### EXERCISE BRIEF:
Can you output every line of the records below as a numbered list, skipping blank lines and leaving out the pictures?

Examples of point labeling:

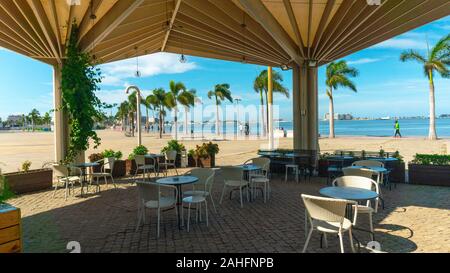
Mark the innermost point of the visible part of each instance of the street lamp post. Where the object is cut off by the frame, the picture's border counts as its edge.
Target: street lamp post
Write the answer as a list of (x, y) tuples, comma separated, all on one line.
[(237, 116), (138, 110)]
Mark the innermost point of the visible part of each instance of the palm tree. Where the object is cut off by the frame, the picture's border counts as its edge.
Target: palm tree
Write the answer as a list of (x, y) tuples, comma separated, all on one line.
[(47, 119), (337, 75), (34, 116), (220, 93), (261, 85), (175, 96), (160, 101), (437, 60), (123, 113), (187, 99)]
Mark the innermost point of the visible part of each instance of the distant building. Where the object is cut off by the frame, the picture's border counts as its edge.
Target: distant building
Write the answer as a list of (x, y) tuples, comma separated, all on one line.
[(338, 116), (14, 119)]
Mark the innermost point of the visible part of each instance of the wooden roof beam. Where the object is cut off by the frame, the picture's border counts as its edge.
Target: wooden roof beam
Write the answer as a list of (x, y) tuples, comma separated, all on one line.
[(257, 10), (172, 21), (116, 15), (294, 25), (41, 17)]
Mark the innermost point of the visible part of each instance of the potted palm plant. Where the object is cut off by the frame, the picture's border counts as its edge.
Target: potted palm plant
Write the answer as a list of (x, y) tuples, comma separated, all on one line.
[(205, 155), (10, 239), (130, 163), (431, 170), (27, 180), (174, 145), (119, 165)]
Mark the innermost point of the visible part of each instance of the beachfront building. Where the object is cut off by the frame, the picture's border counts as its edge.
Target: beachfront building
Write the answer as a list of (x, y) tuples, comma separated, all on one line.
[(300, 36)]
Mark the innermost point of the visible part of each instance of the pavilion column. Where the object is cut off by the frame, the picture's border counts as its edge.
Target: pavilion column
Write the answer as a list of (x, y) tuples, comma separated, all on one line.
[(60, 118), (305, 107)]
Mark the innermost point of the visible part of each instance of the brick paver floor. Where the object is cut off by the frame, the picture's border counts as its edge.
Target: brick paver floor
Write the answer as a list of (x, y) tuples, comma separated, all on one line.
[(415, 219)]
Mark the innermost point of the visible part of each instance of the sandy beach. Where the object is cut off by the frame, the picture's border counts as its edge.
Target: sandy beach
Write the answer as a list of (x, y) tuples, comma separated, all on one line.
[(16, 147)]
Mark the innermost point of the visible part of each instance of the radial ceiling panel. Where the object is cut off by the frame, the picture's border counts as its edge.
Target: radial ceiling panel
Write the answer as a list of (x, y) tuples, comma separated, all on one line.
[(267, 32)]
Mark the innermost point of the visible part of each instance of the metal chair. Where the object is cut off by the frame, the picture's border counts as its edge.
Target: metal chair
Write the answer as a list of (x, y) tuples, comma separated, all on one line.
[(327, 215)]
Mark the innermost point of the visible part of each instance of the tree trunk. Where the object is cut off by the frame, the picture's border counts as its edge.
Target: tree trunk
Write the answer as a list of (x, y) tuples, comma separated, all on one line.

### WRITTEN SOLUTION:
1. Mark the innermost point of the visible part of each instance of the street lamp post. Where the object is cut off by the frame, the picture's border counts as its edge.
2. Target: street lamp post
3. Write the answer as a list of (x, y) tuples, comma separated, all on one line.
4. [(237, 116), (138, 110)]
5. Mark the innermost point of the visible part of each instance of the palm tree. Where the object is cut off by the frame, the picture's border counts as its edge.
6. Target: palm tree
7. Write the answer as a list of (x, y) tuples, comma separated, all on one line.
8. [(47, 119), (337, 75), (34, 116), (220, 93), (261, 85), (175, 96), (160, 101), (437, 60), (123, 113), (187, 99)]
9. Mark the innermost point of the visible part of each instance of the distant building. Where the object is cut off by the frame, the picture's border counts as its edge.
10. Target: distant building
11. Write the answer as a list of (x, y) tuples, comma separated, all on one line.
12. [(338, 116), (14, 119)]
13. Mark the innermost point of the visible part of each instance of the wooden roof beam. Where the object is cut off by the frame, the picture's border counts as its edge.
14. Target: wooden roof beam
15. Write the answer as a list of (x, y) tuples, comma separated, all on one line.
16. [(257, 10), (172, 21), (116, 15), (294, 25), (41, 17)]
17. Mark the innermost point of the visible part of each instance of the potted palm plant. Where the object is cut off by the frame, the picture's border counts as its edge.
18. Target: potted palm plant
19. Write the answer as a list of (x, y) tuples, comma separated, all on one line.
20. [(205, 155), (10, 239), (130, 163), (431, 170), (27, 180), (174, 145), (119, 165)]
21. Mark the innermost point of the visible part of each instance of the beachfront building. Where the object is cut off by the frame, the picture's border counts as its edge.
22. Target: beachfront building
23. Write the answer as a list of (x, y) tuples, comma separated, all on one line.
24. [(300, 36)]
25. Mark the innermost point of the visible part of each instance of the pavilion column. Where the object is cut off by the frame, the picture's border counts as its edge.
26. Target: pavilion column
27. Write the answer as a list of (x, y) tuples, comma separated, all on one line.
28. [(60, 118), (305, 107)]
29. Mark the innermost point of the visible part of each instance of the brick paver floor. Where the object is cut off by the frame, the picture's border counts as its edge.
30. Target: brick paver floor
31. Write the answer as a list of (x, y) tuples, comma separated, all on one line.
32. [(415, 219)]
33. Mark the innermost point of the visible part of each instance of the sandy beach. Where the object is cut off by the frame, the picture's border counts as its edge.
34. Target: sandy beach
35. Write the answer as a list of (x, y) tuples, comma separated, all on one line.
36. [(16, 147)]
37. Mark the innermost point of the visible part of each instance of the radial ceiling panel. Where the object is cut off by the frame, the picture's border counts as its edge.
38. Target: radial ceiling panel
39. Write the answer as a list of (x, y) tuples, comma separated, all on one line.
40. [(267, 32)]
41. Mark the innermost point of the visible part of each instance of the metal chair. Where the object is cut off by the frame, the picture's border counts as its edge.
42. Target: metal chair
43. Write the answer as a list of (x, y) tuples, comma separated, all on one line.
44. [(327, 215)]
45. Mark the innermost point of the visible part of each instance of the tree trunk. Where the object is cut off by the frame, the picture's border counts as its edge.
46. Target: tree trunk
47. Write the answer as a list of (x, y) tuples, comma separated, all on one line.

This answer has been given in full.